FASTNET RECEIVES EXTENSION FOR MOROCCAN SITE

EXPLORATION

IRISH-owned mining company Fastnet Oil and Gas has received an extension of its exploration licence at a site off the coast of Morocco. The Foum Assaka licence will be extended for 30 months to June 2016, during which time one exploration well must be drilled. Fastnet managing director Paul Griffiths said the company would now work with its joint venture partners to develop a drilling programme. The company's costs, he added, will be covered.

"On receipt of all regulatory approvals and completion of the farm-out agreement with SK Innovation, Fastnet will be carried through its share of drilling costs for the initial Foum Assaka commitment well, as previously announced, and in any follow-up appraisal well in the event of a discovery," he said.

The news comes less than a week after the company revealed it had received an extension on two licence options in the Celtic Sea, off the south coast.

UDG SELLS THREE BUSINESSES AFTER REVIEW

HEALTHCARE

UDG has sold three businesses for £23.5m in an effort to re-focus on its core activities, following a strategic review by the Irish drug distrubtor. They are being sold to US business Professional Compounding Centers of America. Two of the businesses produce "specials", which are unlicensed drugs made for community pharmacies and hospital markets in the UK. These are Specials Laboratory Holdings, and Craig and Hayward. The third company is called Arjun Products, which offers a range of dermatology creams and mineral supplements.

"While the group believes that these businesses have the potential to deliver strong growth over the coming years, following a strategic review it has been decided that the manufacture and distribution of specials falls outside the group's core areas of operation," said a company statement." Davy Stockbrokers said the sale would free up cash for UDG to allocate to core businesses Ashfield and Sharp.

EUROZONE OUTPUT DOWN 0.7PC IN DECEMBER

STATISTICS

EUROZONE industrial output fell more than expected in December, new data shows, but probably not by enough to have stopped economic growth from picking up slightly in the last three months of the year.

Industrial output in the 17 countries sharing the euro in December fell 0.7pc on the month, after a downwardly revised 1.6pc rise in November, Eurostat, the European Union statistics agency, said yesterday.

Analysts polled by Reuters expected only a 0.3pc fall in December.

The production decrease was driven mainly by a 2.1pc fall in output of energy and capital goods.
____
§ Prompt
Retype the stretch from "The news comes" through "and mineral supplements." in the business news briefs above, word for word.
____
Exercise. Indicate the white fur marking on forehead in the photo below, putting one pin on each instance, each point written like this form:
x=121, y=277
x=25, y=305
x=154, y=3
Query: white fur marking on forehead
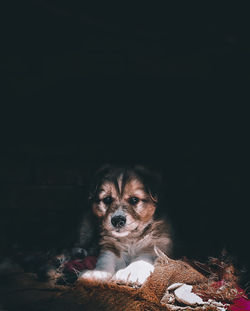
x=119, y=181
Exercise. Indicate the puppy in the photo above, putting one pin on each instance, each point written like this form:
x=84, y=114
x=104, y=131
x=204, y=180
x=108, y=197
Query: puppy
x=124, y=200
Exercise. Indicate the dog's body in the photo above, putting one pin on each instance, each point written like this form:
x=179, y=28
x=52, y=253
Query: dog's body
x=124, y=201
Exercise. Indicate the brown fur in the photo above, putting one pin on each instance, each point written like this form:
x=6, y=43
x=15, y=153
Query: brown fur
x=146, y=234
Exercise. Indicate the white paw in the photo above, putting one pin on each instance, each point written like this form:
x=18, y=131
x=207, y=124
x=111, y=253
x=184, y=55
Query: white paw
x=136, y=272
x=96, y=275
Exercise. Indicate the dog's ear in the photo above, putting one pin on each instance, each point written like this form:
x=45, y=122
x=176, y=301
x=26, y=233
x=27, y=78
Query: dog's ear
x=152, y=181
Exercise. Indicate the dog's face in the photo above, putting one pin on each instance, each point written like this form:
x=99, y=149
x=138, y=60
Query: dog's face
x=123, y=202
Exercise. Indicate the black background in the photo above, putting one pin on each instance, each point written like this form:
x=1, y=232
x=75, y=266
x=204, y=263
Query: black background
x=164, y=86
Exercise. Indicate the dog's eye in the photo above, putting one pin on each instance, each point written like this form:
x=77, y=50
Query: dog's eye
x=107, y=200
x=133, y=200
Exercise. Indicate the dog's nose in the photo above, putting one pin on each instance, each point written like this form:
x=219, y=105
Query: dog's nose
x=118, y=221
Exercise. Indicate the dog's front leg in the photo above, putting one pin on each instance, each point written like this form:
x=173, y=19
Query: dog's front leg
x=136, y=272
x=105, y=267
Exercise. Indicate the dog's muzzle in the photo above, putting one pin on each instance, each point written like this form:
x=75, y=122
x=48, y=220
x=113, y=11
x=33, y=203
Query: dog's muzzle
x=118, y=221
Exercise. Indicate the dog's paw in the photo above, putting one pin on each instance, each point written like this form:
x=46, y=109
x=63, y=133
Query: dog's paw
x=95, y=275
x=137, y=272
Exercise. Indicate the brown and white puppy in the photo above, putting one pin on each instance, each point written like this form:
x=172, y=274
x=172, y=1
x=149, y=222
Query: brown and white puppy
x=125, y=201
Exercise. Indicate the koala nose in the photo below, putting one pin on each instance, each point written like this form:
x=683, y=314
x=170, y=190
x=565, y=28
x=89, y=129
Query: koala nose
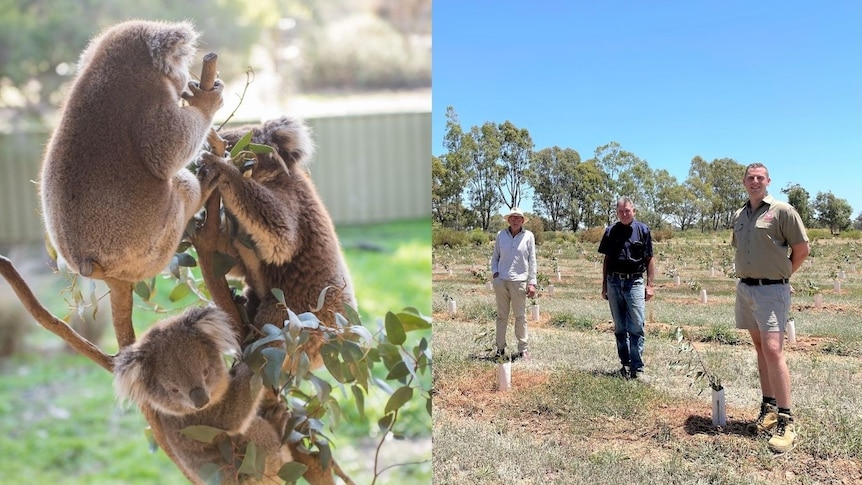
x=199, y=397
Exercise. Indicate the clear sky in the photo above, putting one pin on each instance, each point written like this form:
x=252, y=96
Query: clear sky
x=777, y=82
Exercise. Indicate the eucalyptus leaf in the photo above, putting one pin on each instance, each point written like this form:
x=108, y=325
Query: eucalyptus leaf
x=259, y=149
x=394, y=329
x=400, y=397
x=240, y=145
x=179, y=292
x=359, y=399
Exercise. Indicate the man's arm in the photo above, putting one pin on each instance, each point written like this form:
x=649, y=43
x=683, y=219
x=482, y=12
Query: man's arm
x=798, y=253
x=650, y=291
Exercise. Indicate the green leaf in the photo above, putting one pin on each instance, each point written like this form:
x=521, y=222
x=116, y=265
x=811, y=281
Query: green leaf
x=240, y=145
x=202, y=433
x=384, y=423
x=222, y=264
x=271, y=371
x=180, y=291
x=259, y=149
x=292, y=472
x=399, y=398
x=398, y=371
x=412, y=319
x=394, y=329
x=359, y=398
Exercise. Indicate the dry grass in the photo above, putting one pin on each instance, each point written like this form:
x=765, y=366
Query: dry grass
x=568, y=419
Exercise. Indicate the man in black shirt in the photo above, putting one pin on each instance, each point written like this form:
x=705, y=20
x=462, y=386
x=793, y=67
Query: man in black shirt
x=627, y=246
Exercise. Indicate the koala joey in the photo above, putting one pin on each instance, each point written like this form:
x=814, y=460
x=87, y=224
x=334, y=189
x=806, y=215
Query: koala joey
x=294, y=244
x=115, y=193
x=177, y=370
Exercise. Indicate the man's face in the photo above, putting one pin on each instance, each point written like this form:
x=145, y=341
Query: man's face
x=516, y=222
x=756, y=181
x=625, y=213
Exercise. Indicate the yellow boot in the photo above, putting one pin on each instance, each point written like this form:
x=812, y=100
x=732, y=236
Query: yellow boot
x=766, y=421
x=784, y=435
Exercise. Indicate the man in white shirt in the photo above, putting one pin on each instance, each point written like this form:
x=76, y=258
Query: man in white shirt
x=514, y=267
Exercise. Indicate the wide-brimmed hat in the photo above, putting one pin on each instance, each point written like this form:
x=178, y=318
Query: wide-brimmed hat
x=515, y=212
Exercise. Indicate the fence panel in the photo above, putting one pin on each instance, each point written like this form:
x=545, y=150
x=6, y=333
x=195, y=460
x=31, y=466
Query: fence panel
x=367, y=169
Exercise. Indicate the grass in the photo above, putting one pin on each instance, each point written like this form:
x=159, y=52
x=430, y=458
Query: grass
x=569, y=419
x=61, y=423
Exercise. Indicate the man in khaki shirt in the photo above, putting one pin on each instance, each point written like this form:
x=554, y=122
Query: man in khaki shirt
x=771, y=244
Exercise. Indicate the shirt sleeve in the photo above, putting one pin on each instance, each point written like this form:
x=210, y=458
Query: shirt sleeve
x=532, y=259
x=495, y=256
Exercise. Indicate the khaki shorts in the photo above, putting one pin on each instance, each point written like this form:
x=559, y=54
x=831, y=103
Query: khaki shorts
x=762, y=307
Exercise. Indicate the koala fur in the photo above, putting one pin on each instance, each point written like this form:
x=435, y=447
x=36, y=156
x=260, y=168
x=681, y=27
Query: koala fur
x=176, y=369
x=296, y=248
x=116, y=196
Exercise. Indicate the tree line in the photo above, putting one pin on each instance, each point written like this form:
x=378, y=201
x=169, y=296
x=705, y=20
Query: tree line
x=495, y=165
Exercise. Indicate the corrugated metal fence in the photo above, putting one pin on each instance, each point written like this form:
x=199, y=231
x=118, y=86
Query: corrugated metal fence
x=368, y=168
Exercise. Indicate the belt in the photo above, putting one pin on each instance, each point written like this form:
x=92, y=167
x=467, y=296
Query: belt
x=627, y=276
x=761, y=282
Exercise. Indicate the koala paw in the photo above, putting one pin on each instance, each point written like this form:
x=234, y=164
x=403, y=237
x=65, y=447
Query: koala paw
x=208, y=101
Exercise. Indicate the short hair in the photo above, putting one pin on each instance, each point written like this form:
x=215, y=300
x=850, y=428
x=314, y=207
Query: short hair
x=755, y=165
x=626, y=200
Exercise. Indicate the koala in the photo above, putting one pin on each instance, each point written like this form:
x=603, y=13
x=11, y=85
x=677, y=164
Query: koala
x=294, y=246
x=176, y=370
x=115, y=193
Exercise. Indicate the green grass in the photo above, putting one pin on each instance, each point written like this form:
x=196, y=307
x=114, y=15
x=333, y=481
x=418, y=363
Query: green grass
x=61, y=422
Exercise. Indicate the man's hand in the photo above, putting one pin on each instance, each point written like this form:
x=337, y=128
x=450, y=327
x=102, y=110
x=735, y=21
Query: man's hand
x=649, y=292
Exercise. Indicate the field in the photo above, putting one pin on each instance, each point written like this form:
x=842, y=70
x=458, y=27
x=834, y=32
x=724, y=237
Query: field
x=569, y=419
x=61, y=424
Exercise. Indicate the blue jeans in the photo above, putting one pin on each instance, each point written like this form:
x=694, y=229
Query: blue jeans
x=626, y=298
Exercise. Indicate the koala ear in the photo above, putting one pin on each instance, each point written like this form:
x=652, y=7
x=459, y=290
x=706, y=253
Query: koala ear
x=292, y=138
x=172, y=47
x=128, y=382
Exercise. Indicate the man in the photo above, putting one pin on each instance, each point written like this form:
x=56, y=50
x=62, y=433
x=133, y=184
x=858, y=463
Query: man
x=771, y=244
x=513, y=265
x=627, y=246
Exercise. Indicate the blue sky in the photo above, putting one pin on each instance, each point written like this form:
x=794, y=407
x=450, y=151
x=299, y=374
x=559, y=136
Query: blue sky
x=756, y=81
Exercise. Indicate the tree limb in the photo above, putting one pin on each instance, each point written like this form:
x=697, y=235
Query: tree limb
x=49, y=321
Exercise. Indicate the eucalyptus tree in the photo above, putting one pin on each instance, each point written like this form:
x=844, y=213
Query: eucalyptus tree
x=699, y=183
x=553, y=177
x=624, y=173
x=588, y=201
x=483, y=172
x=516, y=148
x=728, y=192
x=449, y=173
x=832, y=212
x=799, y=198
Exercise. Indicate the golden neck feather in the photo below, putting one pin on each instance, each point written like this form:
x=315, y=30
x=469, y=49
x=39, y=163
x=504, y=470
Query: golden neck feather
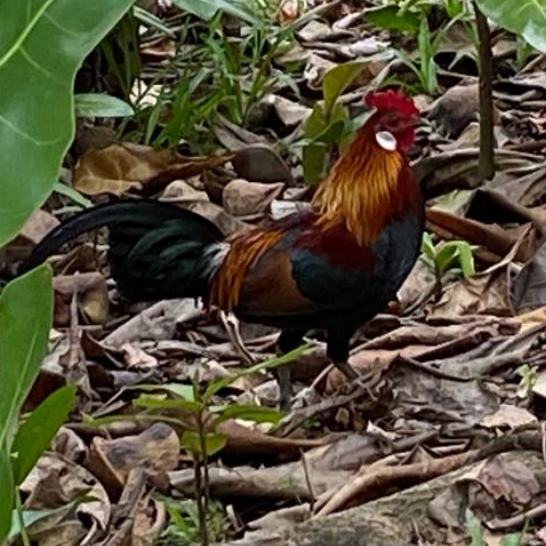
____
§ Result of the task
The news comes less than a week after the company revealed it had received an extension on two licence options in the Celtic Sea, off the south coast.

UDG SELLS THREE BUSINESSES AFTER REVIEW

HEALTHCARE

UDG has sold three businesses for £23.5m in an effort to re-focus on its core activities, following a strategic review by the Irish drug distrubtor. They are being sold to US business Professional Compounding Centers of America. Two of the businesses produce "specials", which are unlicensed drugs made for community pharmacies and hospital markets in the UK. These are Specials Laboratory Holdings, and Craig and Hayward. The third company is called Arjun Products, which offers a range of dermatology creams and mineral supplements.